■ **EXTRACT**
Pockets of resentment are also forming. “TSMC brings nothing but trouble,” said Satoru Futa, a long-time member of Kikuyo’s town council. The 70-year-old blames chip companies’ moving into the neighborhood for the traffic conditions that led to the deaths of three friends. More drivers now take side roads to avoid the congestion on the main two-lane throughways, speeding down narrow roads that border the town’s farms. Futa and other residents are especially worried about the impact TSMC’s factory could have on the local water supply. “Our safety is at stake,” he said.

TSMC’s new semiconductor plant is expected to use roughly 12,000 cubic meters of groundwater per day. The company has pledged to replenish the water it uses and signed an agreement in April with local officials to help the underground collection and storage of water in rice paddies in an effort to be net water positive.

“I think everyone is concerned about the groundwater, the power and the wastewater,” said Chiu. “I have so much hope, but I’m also worried.”

As for the region’s traffic, local authorities are focusing on short-term fixes, such as coordinating traffic signal cycles, creating right-turn-only lanes and increasing the number of shuttle buses to the factories. Success has been limited. In January, local bus companies tried to reduce the daily number of cars on the road by 800 cars in Kikuyo by increasing the number of buses in the morning, but only 200 rode the buses. Workers said they avoided the service, because the traffic jams made the shuttle’s schedule unreliable.

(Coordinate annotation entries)
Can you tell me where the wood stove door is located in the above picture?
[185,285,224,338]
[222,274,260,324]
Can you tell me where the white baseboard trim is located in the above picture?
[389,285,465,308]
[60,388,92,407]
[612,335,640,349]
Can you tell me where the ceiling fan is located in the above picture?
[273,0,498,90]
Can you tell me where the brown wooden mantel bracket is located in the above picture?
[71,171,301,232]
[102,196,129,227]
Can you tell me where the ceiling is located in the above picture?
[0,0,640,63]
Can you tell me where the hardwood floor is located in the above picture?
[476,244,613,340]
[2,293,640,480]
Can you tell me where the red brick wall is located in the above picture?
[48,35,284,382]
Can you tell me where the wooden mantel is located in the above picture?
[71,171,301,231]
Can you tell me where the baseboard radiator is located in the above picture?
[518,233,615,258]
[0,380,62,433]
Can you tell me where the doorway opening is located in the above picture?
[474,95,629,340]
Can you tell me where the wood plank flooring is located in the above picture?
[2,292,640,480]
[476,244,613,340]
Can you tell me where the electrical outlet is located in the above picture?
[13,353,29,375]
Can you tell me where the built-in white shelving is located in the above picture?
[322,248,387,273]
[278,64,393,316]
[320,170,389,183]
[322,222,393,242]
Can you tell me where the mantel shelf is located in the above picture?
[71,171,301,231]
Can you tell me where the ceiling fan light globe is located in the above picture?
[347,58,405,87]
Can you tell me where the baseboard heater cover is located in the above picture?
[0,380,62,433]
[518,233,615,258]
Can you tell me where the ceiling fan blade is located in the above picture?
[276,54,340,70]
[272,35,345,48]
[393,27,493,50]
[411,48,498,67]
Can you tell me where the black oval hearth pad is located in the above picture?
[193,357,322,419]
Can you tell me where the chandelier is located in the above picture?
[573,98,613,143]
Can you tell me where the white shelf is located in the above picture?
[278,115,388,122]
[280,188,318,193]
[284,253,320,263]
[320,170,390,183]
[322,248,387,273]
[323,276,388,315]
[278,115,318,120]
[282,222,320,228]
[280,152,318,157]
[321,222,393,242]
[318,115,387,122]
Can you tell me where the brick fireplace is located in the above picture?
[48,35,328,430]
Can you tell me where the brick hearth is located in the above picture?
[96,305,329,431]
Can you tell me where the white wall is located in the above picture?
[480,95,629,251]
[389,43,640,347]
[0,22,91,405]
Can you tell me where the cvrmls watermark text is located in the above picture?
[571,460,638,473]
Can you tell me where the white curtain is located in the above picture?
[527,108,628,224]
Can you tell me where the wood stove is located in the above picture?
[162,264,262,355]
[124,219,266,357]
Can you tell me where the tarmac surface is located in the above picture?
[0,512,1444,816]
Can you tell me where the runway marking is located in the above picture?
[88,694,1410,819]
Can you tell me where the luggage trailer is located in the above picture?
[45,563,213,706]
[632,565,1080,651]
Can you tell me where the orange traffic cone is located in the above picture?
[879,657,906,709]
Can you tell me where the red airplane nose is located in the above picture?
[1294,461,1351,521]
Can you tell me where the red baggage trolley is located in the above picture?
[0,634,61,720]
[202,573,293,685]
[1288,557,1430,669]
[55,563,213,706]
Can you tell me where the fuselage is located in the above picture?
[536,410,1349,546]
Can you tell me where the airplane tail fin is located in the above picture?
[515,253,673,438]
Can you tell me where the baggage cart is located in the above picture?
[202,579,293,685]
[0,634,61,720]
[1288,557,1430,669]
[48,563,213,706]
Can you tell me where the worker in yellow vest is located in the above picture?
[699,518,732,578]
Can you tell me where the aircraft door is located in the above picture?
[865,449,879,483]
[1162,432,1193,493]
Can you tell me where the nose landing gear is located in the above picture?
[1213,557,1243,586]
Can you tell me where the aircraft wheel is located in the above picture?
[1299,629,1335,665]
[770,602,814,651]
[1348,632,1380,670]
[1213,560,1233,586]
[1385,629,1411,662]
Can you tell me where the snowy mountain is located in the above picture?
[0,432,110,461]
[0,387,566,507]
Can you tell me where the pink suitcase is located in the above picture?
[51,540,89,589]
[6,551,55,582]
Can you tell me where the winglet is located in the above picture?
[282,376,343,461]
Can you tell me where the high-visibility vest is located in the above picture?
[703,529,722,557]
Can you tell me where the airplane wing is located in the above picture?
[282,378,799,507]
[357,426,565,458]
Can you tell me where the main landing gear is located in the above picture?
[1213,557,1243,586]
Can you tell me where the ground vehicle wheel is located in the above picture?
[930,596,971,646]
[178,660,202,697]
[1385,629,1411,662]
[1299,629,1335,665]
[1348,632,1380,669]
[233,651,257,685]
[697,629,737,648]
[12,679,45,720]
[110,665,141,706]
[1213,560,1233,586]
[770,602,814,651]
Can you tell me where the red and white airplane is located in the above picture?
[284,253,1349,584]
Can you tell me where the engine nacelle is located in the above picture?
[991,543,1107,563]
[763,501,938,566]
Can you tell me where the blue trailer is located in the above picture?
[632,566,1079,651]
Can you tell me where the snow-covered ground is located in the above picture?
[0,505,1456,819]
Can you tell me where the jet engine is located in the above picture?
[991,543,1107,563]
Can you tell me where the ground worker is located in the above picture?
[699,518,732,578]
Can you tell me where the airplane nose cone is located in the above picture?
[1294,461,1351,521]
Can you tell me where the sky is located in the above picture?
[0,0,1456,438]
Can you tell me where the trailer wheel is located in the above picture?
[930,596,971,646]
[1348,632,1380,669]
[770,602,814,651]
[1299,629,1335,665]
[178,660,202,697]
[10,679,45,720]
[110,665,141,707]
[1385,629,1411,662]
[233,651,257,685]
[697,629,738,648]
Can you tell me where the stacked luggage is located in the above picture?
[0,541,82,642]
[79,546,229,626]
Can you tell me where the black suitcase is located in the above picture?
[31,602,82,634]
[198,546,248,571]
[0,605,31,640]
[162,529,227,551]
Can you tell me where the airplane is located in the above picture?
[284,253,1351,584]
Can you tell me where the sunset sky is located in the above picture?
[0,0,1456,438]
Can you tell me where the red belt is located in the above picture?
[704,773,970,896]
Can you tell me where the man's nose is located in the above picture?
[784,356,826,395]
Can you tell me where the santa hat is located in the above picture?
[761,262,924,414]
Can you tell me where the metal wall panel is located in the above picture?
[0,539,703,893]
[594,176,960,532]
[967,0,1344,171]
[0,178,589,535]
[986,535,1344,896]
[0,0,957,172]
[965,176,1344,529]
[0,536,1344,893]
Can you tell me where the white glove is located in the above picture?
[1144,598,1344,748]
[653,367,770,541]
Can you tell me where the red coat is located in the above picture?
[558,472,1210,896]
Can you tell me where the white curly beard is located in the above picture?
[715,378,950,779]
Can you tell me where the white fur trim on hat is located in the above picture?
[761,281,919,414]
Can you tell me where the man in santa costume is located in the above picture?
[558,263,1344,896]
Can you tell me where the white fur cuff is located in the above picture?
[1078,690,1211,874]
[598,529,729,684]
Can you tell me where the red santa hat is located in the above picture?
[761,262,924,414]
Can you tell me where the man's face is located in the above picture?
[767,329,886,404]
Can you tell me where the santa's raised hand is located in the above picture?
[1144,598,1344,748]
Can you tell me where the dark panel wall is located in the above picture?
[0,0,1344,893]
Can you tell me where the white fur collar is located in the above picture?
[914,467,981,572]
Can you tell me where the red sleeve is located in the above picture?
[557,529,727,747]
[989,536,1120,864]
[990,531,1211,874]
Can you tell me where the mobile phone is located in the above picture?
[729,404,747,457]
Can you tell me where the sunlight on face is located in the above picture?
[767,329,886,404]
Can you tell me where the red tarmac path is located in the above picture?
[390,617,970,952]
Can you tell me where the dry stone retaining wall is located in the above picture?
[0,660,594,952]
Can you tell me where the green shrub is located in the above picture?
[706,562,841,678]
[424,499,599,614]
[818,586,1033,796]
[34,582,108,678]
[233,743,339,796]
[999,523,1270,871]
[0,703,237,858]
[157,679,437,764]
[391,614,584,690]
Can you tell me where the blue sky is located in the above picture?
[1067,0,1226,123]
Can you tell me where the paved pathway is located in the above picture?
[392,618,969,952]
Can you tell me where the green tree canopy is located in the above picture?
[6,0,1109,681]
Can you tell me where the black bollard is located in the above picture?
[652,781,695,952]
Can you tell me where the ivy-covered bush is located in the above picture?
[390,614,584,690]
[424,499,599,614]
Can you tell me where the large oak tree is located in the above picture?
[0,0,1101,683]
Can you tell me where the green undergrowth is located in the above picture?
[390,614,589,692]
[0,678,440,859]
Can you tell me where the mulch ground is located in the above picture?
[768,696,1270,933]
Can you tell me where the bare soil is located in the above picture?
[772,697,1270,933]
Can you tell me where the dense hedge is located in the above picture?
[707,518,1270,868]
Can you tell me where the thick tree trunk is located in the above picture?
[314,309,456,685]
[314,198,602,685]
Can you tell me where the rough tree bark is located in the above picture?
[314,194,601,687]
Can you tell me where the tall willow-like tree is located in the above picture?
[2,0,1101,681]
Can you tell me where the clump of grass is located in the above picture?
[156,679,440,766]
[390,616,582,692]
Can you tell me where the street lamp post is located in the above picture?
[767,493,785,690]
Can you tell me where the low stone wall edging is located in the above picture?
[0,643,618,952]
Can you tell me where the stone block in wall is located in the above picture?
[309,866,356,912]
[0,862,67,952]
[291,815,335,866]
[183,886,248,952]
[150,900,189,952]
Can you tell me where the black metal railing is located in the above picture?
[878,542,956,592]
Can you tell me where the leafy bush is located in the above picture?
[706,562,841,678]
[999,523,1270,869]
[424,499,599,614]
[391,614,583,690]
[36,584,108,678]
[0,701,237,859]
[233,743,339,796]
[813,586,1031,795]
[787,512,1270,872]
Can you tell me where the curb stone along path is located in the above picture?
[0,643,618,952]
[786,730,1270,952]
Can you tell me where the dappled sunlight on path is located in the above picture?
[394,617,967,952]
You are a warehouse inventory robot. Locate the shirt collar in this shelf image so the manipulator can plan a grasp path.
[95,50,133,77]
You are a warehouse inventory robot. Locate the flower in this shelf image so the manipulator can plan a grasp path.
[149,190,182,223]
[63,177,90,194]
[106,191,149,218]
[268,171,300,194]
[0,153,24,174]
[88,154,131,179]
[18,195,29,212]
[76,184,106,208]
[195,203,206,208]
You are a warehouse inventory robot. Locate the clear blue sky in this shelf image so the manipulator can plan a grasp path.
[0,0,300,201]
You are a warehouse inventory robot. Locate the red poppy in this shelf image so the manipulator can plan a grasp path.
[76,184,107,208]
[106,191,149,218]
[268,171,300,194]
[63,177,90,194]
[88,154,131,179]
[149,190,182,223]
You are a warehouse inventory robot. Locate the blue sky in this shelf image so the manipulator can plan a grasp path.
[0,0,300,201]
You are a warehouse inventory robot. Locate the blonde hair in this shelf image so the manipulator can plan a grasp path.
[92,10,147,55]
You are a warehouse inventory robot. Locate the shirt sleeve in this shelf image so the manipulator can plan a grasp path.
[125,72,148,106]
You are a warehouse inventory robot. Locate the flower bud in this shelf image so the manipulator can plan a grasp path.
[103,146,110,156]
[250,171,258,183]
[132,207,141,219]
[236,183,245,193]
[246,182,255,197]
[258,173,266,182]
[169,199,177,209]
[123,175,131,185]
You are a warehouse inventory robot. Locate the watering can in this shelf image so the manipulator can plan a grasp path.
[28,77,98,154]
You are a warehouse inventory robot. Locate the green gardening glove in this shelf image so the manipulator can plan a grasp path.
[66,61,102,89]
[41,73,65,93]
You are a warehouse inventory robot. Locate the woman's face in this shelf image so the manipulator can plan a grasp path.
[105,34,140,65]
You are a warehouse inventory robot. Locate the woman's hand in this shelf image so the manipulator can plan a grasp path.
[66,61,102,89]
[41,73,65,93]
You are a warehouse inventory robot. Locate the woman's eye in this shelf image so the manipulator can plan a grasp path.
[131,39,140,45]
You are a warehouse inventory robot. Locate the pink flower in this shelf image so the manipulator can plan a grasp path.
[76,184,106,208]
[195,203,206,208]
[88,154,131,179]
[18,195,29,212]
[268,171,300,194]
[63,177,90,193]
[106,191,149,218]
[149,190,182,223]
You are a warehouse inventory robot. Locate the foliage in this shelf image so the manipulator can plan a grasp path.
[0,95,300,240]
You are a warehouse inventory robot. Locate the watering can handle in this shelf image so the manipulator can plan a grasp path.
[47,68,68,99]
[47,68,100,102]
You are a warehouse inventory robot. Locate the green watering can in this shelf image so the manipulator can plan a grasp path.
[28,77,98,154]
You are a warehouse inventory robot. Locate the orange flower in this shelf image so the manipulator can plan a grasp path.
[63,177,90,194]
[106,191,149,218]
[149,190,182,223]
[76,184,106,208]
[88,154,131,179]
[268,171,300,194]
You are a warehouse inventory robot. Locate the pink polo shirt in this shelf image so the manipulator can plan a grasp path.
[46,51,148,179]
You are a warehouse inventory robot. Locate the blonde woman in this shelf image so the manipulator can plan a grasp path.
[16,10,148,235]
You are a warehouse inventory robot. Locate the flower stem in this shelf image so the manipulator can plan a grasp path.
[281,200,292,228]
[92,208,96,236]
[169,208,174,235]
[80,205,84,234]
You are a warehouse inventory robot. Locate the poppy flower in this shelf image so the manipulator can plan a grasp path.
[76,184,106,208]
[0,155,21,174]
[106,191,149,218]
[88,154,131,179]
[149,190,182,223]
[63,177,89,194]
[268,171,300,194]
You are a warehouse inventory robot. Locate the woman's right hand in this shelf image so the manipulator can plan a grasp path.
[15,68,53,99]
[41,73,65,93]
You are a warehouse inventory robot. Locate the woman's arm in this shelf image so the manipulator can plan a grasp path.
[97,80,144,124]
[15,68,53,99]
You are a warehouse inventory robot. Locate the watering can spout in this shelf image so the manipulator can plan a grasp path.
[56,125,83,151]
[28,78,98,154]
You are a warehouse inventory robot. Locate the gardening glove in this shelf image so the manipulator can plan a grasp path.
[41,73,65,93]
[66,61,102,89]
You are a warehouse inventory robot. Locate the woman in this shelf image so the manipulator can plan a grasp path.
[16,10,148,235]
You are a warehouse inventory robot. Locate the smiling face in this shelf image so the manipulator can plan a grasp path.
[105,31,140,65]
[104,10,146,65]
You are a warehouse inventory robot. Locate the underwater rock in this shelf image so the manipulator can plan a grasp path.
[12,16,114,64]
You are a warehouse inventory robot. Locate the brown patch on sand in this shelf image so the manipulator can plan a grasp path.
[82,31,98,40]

■ **TASK REQUIREMENTS**
(1) How much groundwater per day is the new plant expected to use, according to the Kikuyo passage?
(2) Swap "congestion" for "gridlock" in the Kikuyo passage and write out the text between "Pockets of resentment" and "net water positive.", inclusive.
(3) Please list every short-term traffic fix that local authorities are focusing on in the Kikuyo passage.
The items aren't needed for this work.

■ **THE RESPONSES**
(1) Roughly 12,000 cubic meters.

(2)
Pockets of resentment are also forming. “TSMC brings nothing but trouble,” said Satoru Futa, a long-time member of Kikuyo’s town council. The 70-year-old blames chip companies’ moving into the neighborhood for the traffic conditions that led to the deaths of three friends. More drivers now take side roads to avoid the gridlock on the main two-lane throughways, speeding down narrow roads that border the town’s farms. Futa and other residents are especially worried about the impact TSMC’s factory could have on the local water supply. “Our safety is at stake,” he said.

TSMC’s new semiconductor plant is expected to use roughly 12,000 cubic meters of groundwater per day. The company has pledged to replenish the water it uses and signed an agreement in April with local officials to help the underground collection and storage of water in rice paddies in an effort to be net water positive.

(3)
- Coordinating traffic signal cycles
- Creating right-turn-only lanes
- Increasing the number of shuttle buses to the factories